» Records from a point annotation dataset
————————

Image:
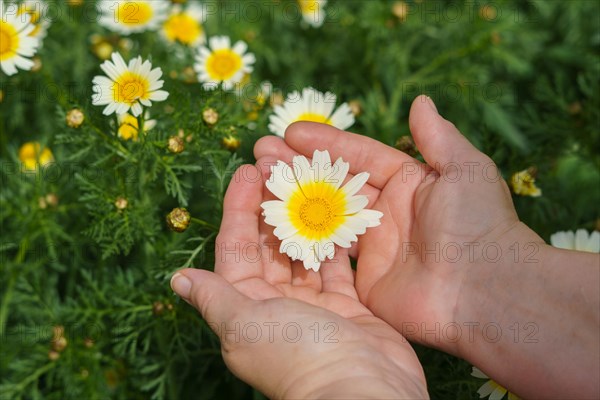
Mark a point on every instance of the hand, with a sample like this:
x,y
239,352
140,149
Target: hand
x,y
289,332
450,258
401,274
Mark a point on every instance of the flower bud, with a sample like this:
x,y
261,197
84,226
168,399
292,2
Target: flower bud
x,y
178,219
210,116
406,144
400,10
231,142
175,144
37,64
157,308
121,203
75,118
52,199
355,107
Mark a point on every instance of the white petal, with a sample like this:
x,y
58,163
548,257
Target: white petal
x,y
355,204
282,182
343,117
372,217
338,173
285,230
321,164
302,169
356,183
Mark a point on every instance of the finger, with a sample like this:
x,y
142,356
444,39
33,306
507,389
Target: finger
x,y
307,278
337,275
237,245
276,266
215,298
438,139
273,148
363,153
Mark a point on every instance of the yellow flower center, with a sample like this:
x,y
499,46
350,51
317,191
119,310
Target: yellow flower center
x,y
313,117
183,28
30,155
316,213
134,13
317,209
129,87
308,6
9,41
223,64
128,128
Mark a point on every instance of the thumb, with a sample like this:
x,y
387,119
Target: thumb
x,y
215,298
438,139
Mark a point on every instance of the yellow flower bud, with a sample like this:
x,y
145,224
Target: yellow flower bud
x,y
175,144
75,118
400,10
523,183
231,143
210,116
121,203
178,219
407,145
32,155
355,107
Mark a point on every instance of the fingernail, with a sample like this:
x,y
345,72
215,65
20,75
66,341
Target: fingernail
x,y
431,104
181,285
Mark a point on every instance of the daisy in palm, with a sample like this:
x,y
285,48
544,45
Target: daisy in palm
x,y
128,16
185,25
491,388
127,87
220,63
315,212
310,105
16,43
580,240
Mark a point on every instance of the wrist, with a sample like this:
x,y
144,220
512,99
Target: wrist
x,y
489,283
367,374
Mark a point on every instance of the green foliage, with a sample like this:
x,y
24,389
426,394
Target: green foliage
x,y
522,84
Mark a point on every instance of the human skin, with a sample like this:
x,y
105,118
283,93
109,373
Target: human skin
x,y
289,332
452,267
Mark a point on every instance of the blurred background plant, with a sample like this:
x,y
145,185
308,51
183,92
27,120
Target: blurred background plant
x,y
91,204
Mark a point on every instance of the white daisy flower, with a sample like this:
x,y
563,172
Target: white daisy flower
x,y
314,213
37,10
129,126
221,63
16,44
313,12
185,25
313,106
129,16
579,240
127,86
491,388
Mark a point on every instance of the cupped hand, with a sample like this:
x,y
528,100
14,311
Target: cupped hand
x,y
289,332
441,218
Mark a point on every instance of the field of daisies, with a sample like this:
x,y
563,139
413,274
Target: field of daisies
x,y
121,123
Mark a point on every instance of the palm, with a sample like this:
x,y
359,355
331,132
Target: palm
x,y
413,203
248,258
399,277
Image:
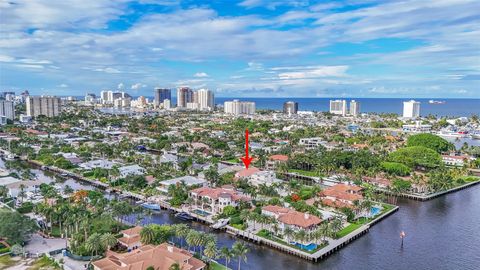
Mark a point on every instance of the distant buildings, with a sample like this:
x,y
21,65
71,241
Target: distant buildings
x,y
90,98
338,107
7,109
237,107
290,107
48,106
411,109
162,94
354,108
184,96
206,99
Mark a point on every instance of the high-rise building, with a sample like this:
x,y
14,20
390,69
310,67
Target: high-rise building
x,y
411,109
184,96
90,98
290,107
206,99
338,107
110,97
7,109
354,108
43,105
161,94
237,107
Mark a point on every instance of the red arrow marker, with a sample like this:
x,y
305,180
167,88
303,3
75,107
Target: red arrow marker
x,y
246,159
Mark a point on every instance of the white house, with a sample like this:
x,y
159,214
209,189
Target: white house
x,y
189,181
131,170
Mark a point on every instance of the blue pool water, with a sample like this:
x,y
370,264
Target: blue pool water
x,y
308,247
201,212
375,211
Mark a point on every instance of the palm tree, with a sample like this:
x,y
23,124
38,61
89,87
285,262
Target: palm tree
x,y
211,251
288,232
108,240
240,250
147,235
174,266
94,243
227,254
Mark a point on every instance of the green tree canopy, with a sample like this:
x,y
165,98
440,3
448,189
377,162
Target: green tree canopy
x,y
16,227
416,156
430,141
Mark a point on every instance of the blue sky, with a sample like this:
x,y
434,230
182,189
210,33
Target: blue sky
x,y
251,48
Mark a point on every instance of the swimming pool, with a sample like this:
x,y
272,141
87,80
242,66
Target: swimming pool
x,y
308,247
201,212
375,211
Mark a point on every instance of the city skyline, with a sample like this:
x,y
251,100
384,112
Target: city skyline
x,y
252,48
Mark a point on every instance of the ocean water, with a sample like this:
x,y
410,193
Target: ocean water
x,y
451,107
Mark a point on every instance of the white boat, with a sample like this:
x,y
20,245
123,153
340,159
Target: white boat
x,y
431,101
220,223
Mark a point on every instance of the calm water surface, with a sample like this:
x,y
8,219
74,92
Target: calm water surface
x,y
443,233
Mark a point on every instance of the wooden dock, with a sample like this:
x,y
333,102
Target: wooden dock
x,y
333,246
426,197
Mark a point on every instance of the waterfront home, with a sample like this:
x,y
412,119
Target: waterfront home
x,y
213,200
274,161
99,163
289,218
458,161
160,257
188,180
341,195
267,178
131,170
246,173
131,237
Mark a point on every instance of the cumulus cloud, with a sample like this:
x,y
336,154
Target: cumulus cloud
x,y
137,86
200,75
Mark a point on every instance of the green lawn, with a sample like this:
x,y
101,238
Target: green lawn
x,y
268,236
217,266
302,172
6,261
358,223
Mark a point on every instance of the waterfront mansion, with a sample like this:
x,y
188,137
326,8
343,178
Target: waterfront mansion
x,y
289,218
341,195
213,200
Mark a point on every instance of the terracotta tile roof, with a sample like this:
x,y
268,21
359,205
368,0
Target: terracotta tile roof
x,y
278,157
215,193
127,241
161,257
132,231
292,217
246,172
343,192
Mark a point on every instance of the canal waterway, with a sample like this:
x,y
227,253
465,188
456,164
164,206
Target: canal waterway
x,y
443,233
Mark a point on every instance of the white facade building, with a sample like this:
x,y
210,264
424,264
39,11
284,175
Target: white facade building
x,y
338,107
43,105
206,99
354,108
411,109
7,109
237,107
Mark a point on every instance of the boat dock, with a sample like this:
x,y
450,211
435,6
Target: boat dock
x,y
426,197
333,246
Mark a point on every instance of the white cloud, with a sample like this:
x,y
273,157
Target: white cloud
x,y
200,75
314,72
108,70
137,86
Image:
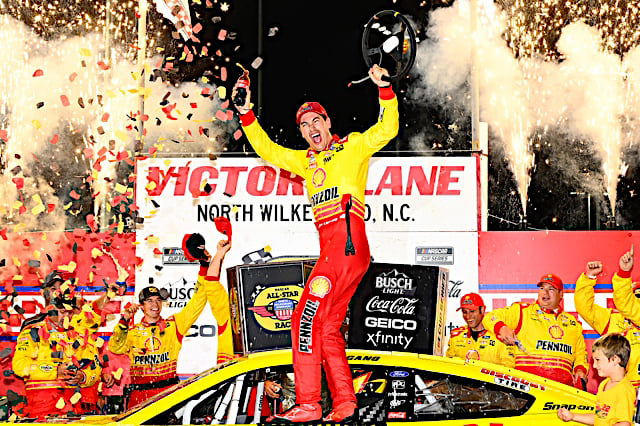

————————

» Given exercise
State only the number of lines in the rows above that contain the word "thumb".

» Exercise answer
2